> **Directive**: Please transcribe every line of the items below character for character, leaving out the pictures.

═══ Records for processing

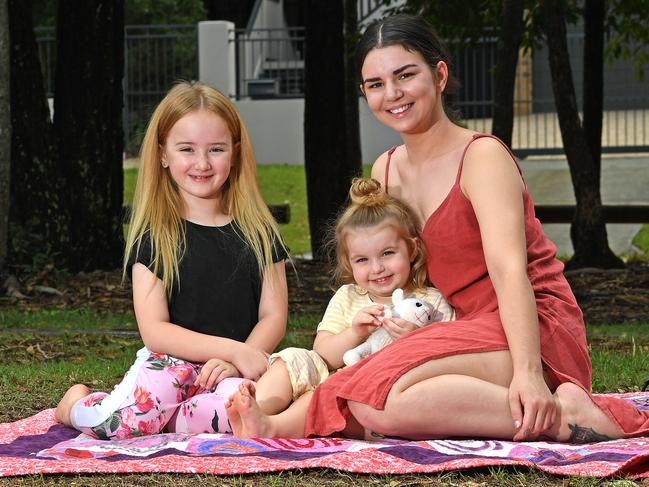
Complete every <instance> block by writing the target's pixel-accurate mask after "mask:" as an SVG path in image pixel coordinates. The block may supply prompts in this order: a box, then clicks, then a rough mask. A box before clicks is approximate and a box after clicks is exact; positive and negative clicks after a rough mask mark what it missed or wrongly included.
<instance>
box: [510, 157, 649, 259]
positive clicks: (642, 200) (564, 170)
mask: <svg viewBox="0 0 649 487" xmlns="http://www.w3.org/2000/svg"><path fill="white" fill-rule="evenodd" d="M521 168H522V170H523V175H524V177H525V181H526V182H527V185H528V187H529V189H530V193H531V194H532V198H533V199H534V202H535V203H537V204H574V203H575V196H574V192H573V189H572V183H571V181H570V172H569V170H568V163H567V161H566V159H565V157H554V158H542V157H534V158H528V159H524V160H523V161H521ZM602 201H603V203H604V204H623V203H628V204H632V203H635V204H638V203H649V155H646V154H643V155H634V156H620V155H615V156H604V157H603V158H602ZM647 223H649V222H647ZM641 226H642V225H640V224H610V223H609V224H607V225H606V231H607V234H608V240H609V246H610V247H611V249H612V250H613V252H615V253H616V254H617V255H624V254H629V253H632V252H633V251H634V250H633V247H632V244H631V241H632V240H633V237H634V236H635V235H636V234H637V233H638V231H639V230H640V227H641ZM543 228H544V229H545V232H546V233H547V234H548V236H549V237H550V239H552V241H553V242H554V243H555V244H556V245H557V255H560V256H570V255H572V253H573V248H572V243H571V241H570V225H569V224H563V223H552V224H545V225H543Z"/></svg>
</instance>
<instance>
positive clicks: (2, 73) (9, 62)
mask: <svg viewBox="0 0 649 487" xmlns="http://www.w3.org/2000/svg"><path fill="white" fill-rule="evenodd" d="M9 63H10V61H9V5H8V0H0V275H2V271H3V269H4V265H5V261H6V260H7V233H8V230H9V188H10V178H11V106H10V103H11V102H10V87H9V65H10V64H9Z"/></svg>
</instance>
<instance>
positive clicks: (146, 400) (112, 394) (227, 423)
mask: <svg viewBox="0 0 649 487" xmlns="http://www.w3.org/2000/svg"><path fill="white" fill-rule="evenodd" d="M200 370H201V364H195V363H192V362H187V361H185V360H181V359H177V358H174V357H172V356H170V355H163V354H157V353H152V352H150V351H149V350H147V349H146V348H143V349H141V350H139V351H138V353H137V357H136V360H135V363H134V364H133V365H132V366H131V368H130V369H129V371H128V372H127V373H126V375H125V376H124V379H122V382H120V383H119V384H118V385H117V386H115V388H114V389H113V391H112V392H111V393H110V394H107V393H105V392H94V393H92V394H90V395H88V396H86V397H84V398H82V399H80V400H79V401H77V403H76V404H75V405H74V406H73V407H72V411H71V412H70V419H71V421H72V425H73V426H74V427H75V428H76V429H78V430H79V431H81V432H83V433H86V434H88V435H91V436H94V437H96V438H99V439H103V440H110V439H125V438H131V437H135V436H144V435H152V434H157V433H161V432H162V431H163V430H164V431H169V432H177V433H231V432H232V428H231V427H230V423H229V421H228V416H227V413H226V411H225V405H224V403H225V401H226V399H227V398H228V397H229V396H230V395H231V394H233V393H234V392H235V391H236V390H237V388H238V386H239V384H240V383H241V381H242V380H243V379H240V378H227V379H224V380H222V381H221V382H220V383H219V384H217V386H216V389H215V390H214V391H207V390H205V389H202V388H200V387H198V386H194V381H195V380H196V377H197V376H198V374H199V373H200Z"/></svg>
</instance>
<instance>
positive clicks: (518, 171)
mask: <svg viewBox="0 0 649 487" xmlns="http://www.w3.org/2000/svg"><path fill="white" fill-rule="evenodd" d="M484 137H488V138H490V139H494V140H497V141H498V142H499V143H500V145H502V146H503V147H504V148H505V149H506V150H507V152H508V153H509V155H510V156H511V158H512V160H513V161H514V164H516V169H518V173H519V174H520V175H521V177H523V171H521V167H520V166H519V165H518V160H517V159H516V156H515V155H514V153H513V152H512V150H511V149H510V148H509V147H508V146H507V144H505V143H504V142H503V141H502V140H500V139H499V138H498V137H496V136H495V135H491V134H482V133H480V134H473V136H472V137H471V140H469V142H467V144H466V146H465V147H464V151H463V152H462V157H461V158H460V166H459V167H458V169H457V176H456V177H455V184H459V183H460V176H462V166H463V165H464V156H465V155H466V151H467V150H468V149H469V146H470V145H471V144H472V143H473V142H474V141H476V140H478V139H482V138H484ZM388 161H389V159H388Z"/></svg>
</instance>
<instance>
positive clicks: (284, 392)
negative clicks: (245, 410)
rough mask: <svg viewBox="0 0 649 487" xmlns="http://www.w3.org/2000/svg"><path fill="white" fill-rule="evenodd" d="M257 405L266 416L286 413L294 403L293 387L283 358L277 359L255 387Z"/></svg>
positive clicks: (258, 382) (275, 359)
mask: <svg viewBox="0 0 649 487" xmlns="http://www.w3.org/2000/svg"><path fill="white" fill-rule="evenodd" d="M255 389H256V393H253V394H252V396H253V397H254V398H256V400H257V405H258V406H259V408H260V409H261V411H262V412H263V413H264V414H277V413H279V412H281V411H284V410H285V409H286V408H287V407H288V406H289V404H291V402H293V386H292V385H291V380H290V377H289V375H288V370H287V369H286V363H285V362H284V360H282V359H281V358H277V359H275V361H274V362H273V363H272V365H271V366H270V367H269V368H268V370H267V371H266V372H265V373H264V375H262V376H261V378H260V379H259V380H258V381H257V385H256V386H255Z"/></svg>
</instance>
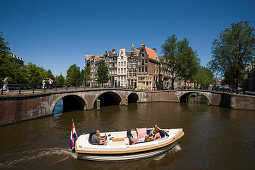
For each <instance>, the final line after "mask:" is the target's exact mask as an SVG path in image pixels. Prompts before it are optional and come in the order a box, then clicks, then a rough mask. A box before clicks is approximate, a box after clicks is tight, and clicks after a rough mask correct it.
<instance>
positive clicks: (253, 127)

══════

> **Task output**:
Complete every <instance> block by writing the target's pixel-accurate mask after "mask:" as an SVG path in image pixel coordinates. The block may supply prompts in this order: a box, then clicks, then a rough mask. A box before clicks is approximate and a box after clicks is exact; positive and negative clicks after a rough mask mark what it missed or wrongly included.
<instance>
box: [510, 157, 649, 259]
positive clicks: (642, 200) (564, 170)
mask: <svg viewBox="0 0 649 487" xmlns="http://www.w3.org/2000/svg"><path fill="white" fill-rule="evenodd" d="M521 168H522V170H523V175H524V177H525V181H526V182H527V185H528V187H529V189H530V193H531V194H532V198H533V199H534V202H535V203H537V204H574V203H575V196H574V192H573V189H572V183H571V181H570V172H569V170H568V163H567V161H566V159H565V157H554V158H542V157H534V158H528V159H524V160H523V161H521ZM602 201H603V203H604V204H623V203H628V204H632V203H635V204H638V203H649V155H646V154H643V155H634V156H620V155H615V156H604V157H603V158H602ZM647 223H649V222H647ZM641 226H642V225H640V224H610V223H609V224H607V225H606V231H607V234H608V240H609V246H610V247H611V249H612V250H613V252H615V253H616V254H617V255H624V254H629V253H632V252H633V251H634V250H633V247H632V244H631V241H632V240H633V237H634V236H635V235H636V234H637V233H638V231H639V230H640V227H641ZM543 228H544V229H545V232H546V233H547V234H548V236H549V237H550V239H552V241H553V242H554V243H555V244H556V245H557V255H560V256H570V255H572V253H573V248H572V243H571V241H570V225H569V224H563V223H552V224H545V225H543Z"/></svg>
</instance>
<instance>
positive clicks: (2, 73) (9, 62)
mask: <svg viewBox="0 0 649 487" xmlns="http://www.w3.org/2000/svg"><path fill="white" fill-rule="evenodd" d="M9 63H10V61H9V5H8V0H0V275H2V271H3V269H4V265H5V261H6V260H7V233H8V230H9V188H10V178H11V106H10V103H11V102H10V87H9V65H10V64H9Z"/></svg>
</instance>
<instance>
positive clicks: (146, 400) (112, 394) (227, 423)
mask: <svg viewBox="0 0 649 487" xmlns="http://www.w3.org/2000/svg"><path fill="white" fill-rule="evenodd" d="M200 370H201V364H195V363H192V362H187V361H185V360H181V359H177V358H174V357H172V356H170V355H163V354H157V353H152V352H150V351H149V350H147V349H146V348H143V349H141V350H139V351H138V353H137V357H136V360H135V363H134V364H133V365H132V366H131V368H130V369H129V371H128V372H127V373H126V375H125V376H124V379H122V382H120V383H119V384H118V385H117V386H115V388H114V389H113V391H112V392H111V393H110V394H107V393H105V392H94V393H92V394H90V395H88V396H86V397H84V398H82V399H80V400H79V401H77V403H76V404H75V405H74V406H73V407H72V411H71V412H70V419H71V421H72V425H73V426H74V427H75V428H76V429H78V430H79V431H81V432H83V433H86V434H88V435H91V436H94V437H96V438H99V439H103V440H110V439H125V438H131V437H135V436H144V435H152V434H157V433H161V432H162V431H163V430H164V431H169V432H177V433H231V432H232V428H231V427H230V423H229V421H228V416H227V413H226V411H225V405H224V403H225V401H226V399H227V398H228V397H229V396H230V395H231V394H233V393H234V392H235V391H236V390H237V388H238V386H239V384H240V383H241V381H242V380H243V379H240V378H227V379H224V380H222V381H221V382H220V383H219V384H217V386H216V389H215V390H214V391H207V390H205V389H202V388H200V387H198V386H194V381H195V380H196V377H197V376H198V374H199V373H200Z"/></svg>
</instance>
<instance>
positive clicks: (518, 171)
mask: <svg viewBox="0 0 649 487" xmlns="http://www.w3.org/2000/svg"><path fill="white" fill-rule="evenodd" d="M484 137H488V138H490V139H494V140H497V141H498V142H499V143H500V145H502V146H503V147H504V148H505V149H506V150H507V152H508V153H509V155H510V156H511V158H512V160H513V161H514V164H516V169H518V173H519V174H520V175H521V177H523V171H521V167H520V166H519V165H518V160H517V159H516V156H515V155H514V153H513V152H512V150H511V149H510V148H509V147H508V146H507V144H505V143H504V142H503V141H502V140H500V139H499V138H498V137H496V136H495V135H491V134H482V133H480V134H473V136H472V137H471V140H469V142H467V144H466V146H465V147H464V151H463V152H462V157H461V158H460V166H459V167H458V169H457V176H456V177H455V184H459V183H460V176H462V166H463V165H464V156H465V155H466V151H467V150H468V149H469V146H470V145H471V144H472V143H473V142H474V141H476V140H478V139H482V138H484ZM388 161H389V159H388Z"/></svg>
</instance>
<instance>
positive clicks: (284, 392)
negative clicks: (245, 410)
rough mask: <svg viewBox="0 0 649 487" xmlns="http://www.w3.org/2000/svg"><path fill="white" fill-rule="evenodd" d="M257 405L266 416L286 413L294 403L293 387L283 358L277 359L255 387Z"/></svg>
positive clicks: (258, 382) (275, 359)
mask: <svg viewBox="0 0 649 487" xmlns="http://www.w3.org/2000/svg"><path fill="white" fill-rule="evenodd" d="M255 389H256V393H253V394H252V396H253V397H254V398H256V400H257V405H258V406H259V408H260V409H261V411H262V412H263V413H264V414H277V413H279V412H281V411H284V410H285V409H286V408H287V407H288V406H289V404H291V402H293V386H292V385H291V380H290V377H289V375H288V370H287V369H286V363H285V362H284V360H282V359H281V358H277V359H275V361H274V362H273V363H272V365H271V366H270V367H269V368H268V370H267V371H266V372H265V373H264V375H262V376H261V378H260V379H259V380H258V381H257V385H256V386H255Z"/></svg>
</instance>
For each <instance>, the final line after "mask:" is the target's exact mask as an SVG path in image pixels. Prompts before it are optional and come in the order a box, then clicks, then a rough mask. A box before clicks is approximate, a box after clicks is tight, and clicks after a rough mask correct it.
<instance>
positive clicks: (253, 127)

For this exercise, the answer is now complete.